─── SELECTED EXCERPT ───

Does anybody here have a take on the arbitrage play regarding the upcoming debt for equity swap? Are the biggies shorting into the conversion, or is Ken locking those shares away? Being a contrarian what will spark an enormous short squeeze with so many shares short?
Notice in the fine print how even if the shareholder rights protection is voted down, it aint binding? This board is so anti-Layton, but the street likes the debt reduction and when all the dust settles those pluses may far outweigh the dilution. Or does somebody swoop in and take it out on the cheap?
Prior to the debt exchange but after the public offering of shares, Citadel owned roughly 210 million shares of the company. It has tendered roughly $1.23 billion of debt it holds for the convertible debentures. Now there are two classes of converts but most of the debt that Citadel will acquire is for converts that convert at $1.034. Each Class A debenture thus converts to 967 shares ($1000 divided by 1.034) so they have 1.23 billion in bonds that convert, if exercised, to almost another 1.12 billion shares. If the company at the end of all this has the potential for about 3.5 billion shares outstanding, Citadel has, if it converts, almost 1.5 billion shares or roughly 40% of the company. But it will not convert fully because if it converts to having share ownership of 24.9% or higher, it becomes by virtue of shares owned, a bank holding company and as a hedge fund it has no desire to do so. That is why debt is being exchanged for convertible bonds not equity.

─── INFORMATION SHOWN ───

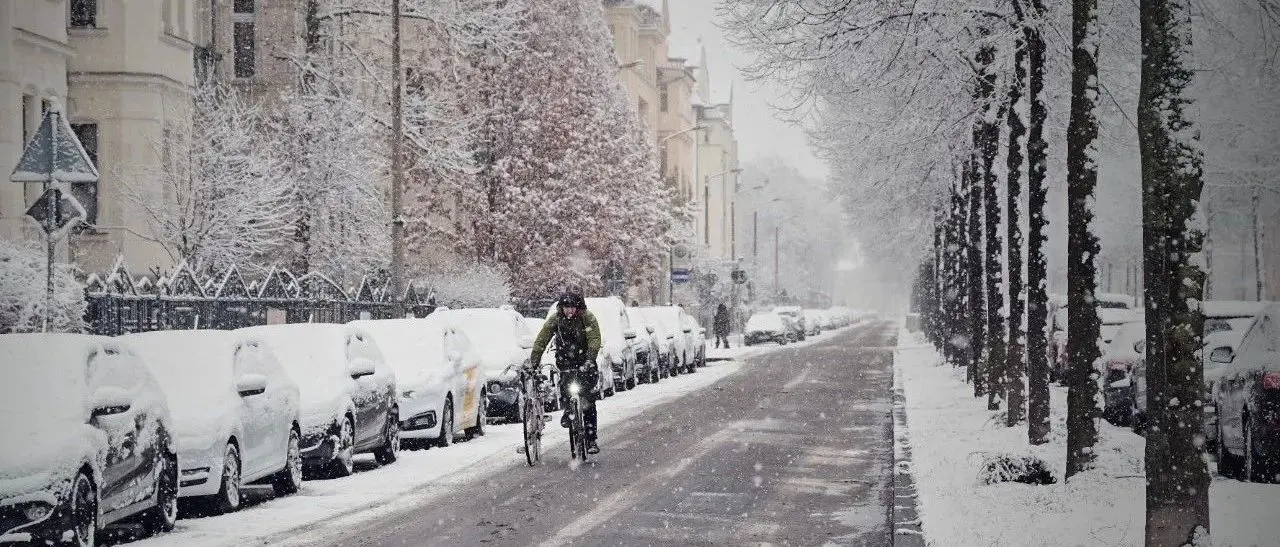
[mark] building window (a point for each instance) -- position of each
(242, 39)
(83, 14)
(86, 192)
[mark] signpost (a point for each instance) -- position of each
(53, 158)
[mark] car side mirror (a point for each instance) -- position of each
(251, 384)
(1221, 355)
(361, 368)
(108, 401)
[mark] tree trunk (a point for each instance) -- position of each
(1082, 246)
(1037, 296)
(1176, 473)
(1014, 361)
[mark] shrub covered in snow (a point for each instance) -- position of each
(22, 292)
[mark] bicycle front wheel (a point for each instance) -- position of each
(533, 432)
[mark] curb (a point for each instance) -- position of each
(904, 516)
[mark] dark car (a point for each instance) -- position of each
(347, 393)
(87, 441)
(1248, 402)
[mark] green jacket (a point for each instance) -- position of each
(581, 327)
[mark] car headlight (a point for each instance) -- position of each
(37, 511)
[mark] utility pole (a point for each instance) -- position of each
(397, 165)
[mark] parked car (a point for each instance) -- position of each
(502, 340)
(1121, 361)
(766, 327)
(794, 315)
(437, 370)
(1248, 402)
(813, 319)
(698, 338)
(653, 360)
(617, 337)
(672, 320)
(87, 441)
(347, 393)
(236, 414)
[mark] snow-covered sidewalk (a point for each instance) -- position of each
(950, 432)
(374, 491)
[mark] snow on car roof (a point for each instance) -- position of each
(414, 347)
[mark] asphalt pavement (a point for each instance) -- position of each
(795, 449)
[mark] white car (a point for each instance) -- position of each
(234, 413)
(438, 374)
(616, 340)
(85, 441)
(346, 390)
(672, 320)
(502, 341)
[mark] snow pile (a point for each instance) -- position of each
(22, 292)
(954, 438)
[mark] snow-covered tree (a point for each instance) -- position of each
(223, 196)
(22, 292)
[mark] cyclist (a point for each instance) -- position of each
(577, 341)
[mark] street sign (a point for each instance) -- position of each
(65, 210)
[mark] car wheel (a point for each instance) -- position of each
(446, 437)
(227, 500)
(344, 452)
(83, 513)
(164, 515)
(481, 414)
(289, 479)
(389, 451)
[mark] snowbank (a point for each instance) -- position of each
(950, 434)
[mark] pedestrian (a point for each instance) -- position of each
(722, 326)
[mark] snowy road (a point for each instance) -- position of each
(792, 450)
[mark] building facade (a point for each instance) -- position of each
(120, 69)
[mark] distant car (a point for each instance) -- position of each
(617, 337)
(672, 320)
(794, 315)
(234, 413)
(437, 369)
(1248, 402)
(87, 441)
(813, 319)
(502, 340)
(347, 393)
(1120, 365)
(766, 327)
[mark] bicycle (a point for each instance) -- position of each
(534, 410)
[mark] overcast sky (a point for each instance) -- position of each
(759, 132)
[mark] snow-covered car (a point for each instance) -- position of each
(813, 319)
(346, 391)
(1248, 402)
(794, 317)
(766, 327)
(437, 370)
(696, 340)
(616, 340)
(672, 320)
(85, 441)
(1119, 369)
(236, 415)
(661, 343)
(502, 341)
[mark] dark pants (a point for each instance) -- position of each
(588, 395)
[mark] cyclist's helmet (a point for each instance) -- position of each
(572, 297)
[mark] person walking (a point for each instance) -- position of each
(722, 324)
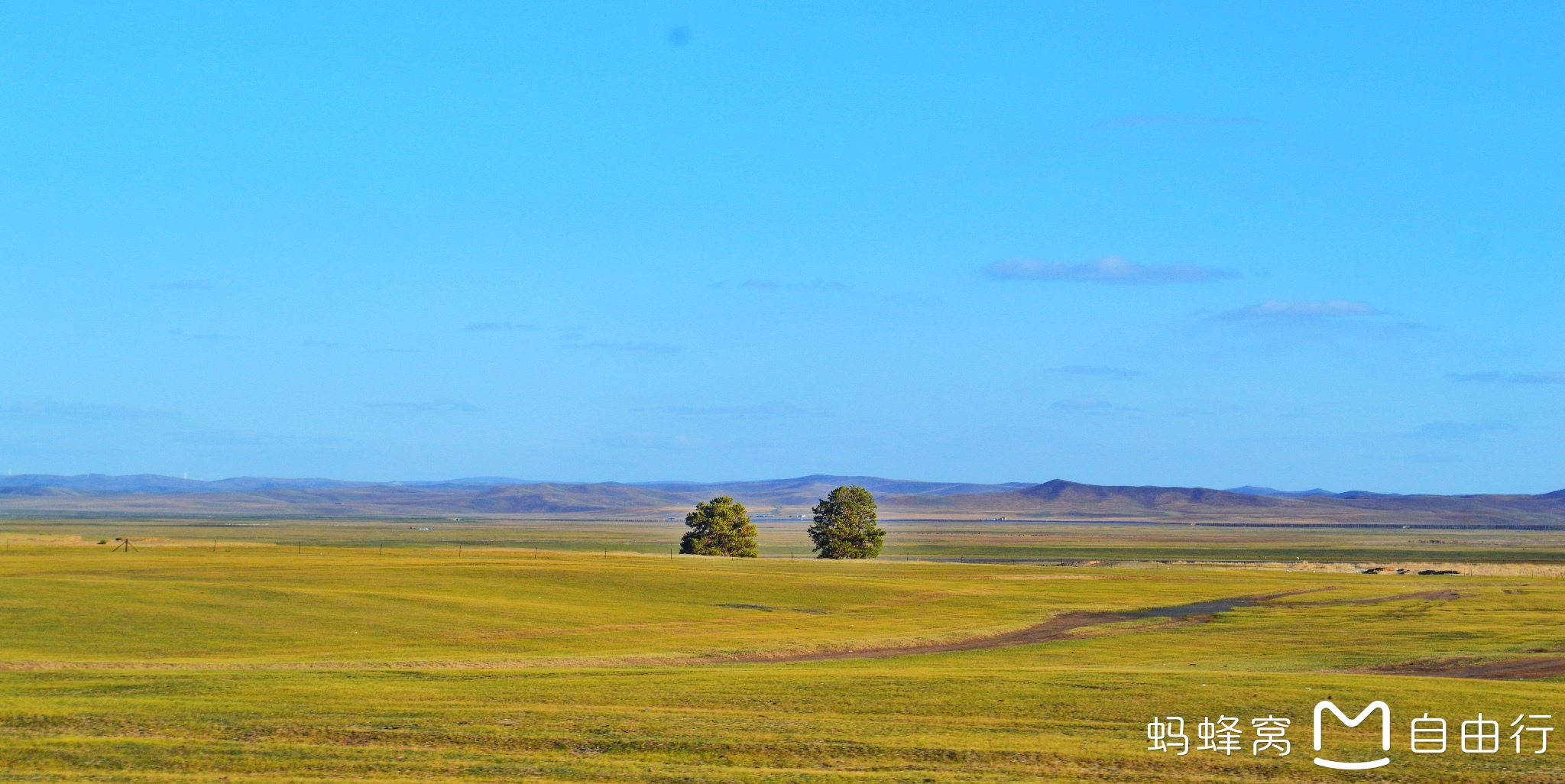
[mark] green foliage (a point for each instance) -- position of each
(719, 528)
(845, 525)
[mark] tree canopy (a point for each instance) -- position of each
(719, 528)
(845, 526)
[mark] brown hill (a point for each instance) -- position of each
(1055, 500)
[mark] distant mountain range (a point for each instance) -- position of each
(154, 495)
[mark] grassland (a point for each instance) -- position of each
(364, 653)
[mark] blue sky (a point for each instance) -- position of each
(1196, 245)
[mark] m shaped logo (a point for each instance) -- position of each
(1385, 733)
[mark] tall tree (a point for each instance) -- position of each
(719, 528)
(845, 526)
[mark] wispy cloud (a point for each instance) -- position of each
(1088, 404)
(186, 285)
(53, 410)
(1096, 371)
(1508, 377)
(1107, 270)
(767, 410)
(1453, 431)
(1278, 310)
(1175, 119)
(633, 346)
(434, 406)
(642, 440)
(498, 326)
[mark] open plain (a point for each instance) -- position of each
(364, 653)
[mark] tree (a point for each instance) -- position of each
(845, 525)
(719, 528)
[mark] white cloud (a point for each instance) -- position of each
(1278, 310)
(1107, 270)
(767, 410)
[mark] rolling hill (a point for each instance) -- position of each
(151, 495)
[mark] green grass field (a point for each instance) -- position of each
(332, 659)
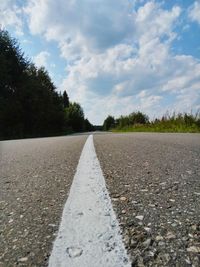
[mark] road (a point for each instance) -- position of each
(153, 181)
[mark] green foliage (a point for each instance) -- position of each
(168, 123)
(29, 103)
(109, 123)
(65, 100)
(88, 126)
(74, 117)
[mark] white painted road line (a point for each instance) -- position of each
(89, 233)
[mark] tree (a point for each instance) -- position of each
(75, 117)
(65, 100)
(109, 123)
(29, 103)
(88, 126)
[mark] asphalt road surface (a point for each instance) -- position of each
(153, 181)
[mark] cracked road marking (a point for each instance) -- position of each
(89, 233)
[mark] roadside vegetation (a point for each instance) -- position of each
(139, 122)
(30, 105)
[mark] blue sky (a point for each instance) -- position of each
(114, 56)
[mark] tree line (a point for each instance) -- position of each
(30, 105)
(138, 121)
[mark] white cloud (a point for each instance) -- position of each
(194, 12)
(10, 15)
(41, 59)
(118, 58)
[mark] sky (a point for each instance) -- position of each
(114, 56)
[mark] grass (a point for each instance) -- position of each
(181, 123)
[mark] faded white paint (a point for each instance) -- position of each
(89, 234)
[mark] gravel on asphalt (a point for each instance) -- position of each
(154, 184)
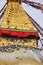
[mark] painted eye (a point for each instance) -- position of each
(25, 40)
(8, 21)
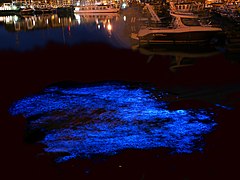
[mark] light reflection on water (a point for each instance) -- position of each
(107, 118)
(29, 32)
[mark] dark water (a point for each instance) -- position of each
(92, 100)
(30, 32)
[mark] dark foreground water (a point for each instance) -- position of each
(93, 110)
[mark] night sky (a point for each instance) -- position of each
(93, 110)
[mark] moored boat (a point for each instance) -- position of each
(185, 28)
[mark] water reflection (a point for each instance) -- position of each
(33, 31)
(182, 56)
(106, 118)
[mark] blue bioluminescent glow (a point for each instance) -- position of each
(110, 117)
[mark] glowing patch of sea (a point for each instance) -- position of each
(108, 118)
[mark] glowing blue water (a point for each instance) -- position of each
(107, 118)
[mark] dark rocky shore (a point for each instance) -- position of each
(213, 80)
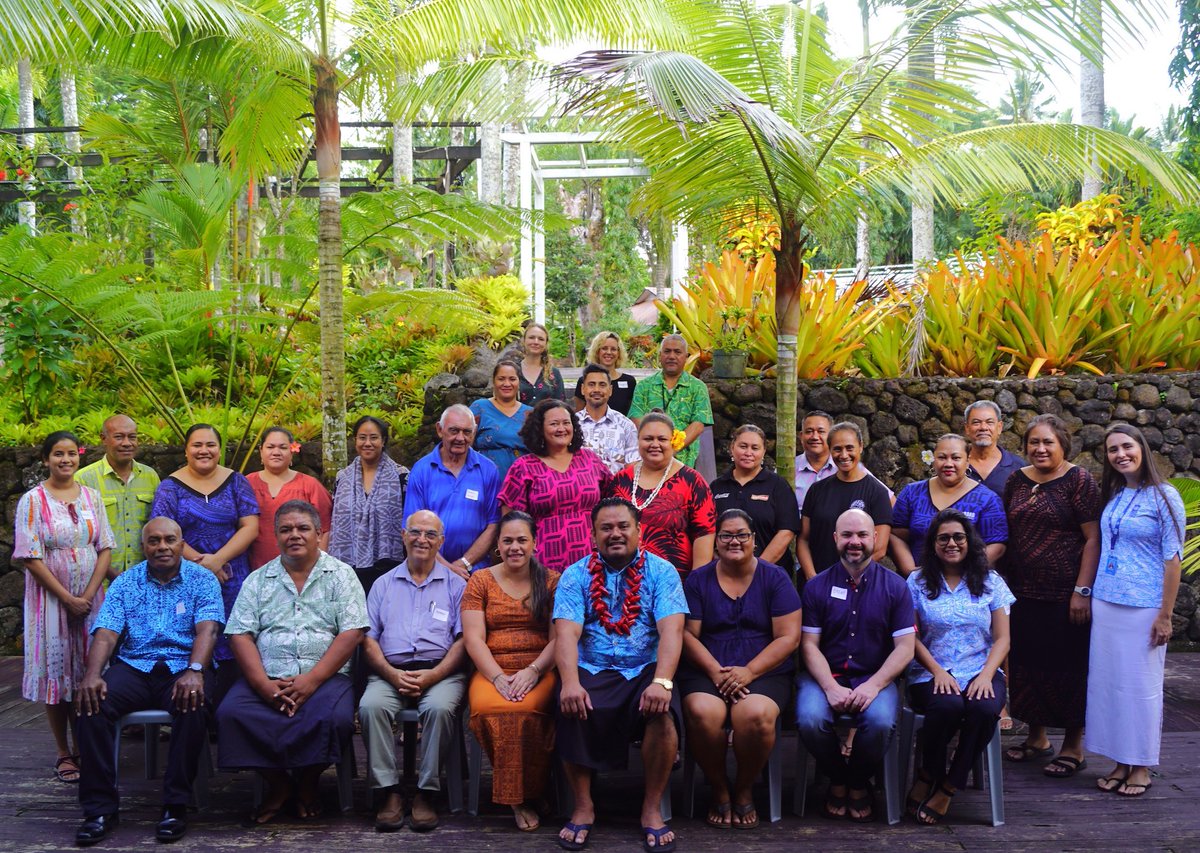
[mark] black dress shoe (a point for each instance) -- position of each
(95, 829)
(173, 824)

───

> **REQUIRED TASK 1**:
Do these statements agree with the debt-exchange post? For each, answer yes or no and quote the deciding words. (a) Citadel tendered roughly $1.23 billion of debt it holds. (b) Each Class A debenture converts to 1,000 shares. (c) Citadel owned roughly 210 million shares before the public offering of shares.
> **REQUIRED TASK 2**:
According to the debt-exchange post, why will Citadel not convert its debentures fully? Answer in one to three sentences.

> **TASK ANSWER 1**:
(a) Yes: "It has tendered roughly $1.23 billion of debt it holds for the convertible debentures."
(b) No: "Each Class A debenture thus converts to 967 shares ($1000 divided by 1.034)"
(c) No: "Prior to the debt exchange but after the public offering of shares, Citadel owned roughly 210 million shares of the company."

> **TASK ANSWER 2**:
If Citadel converts to share ownership of 24.9% or higher, it becomes a bank holding company by virtue of the shares it owns. As a hedge fund, it has no desire to do so. That is why debt is being exchanged for convertible bonds rather than equity.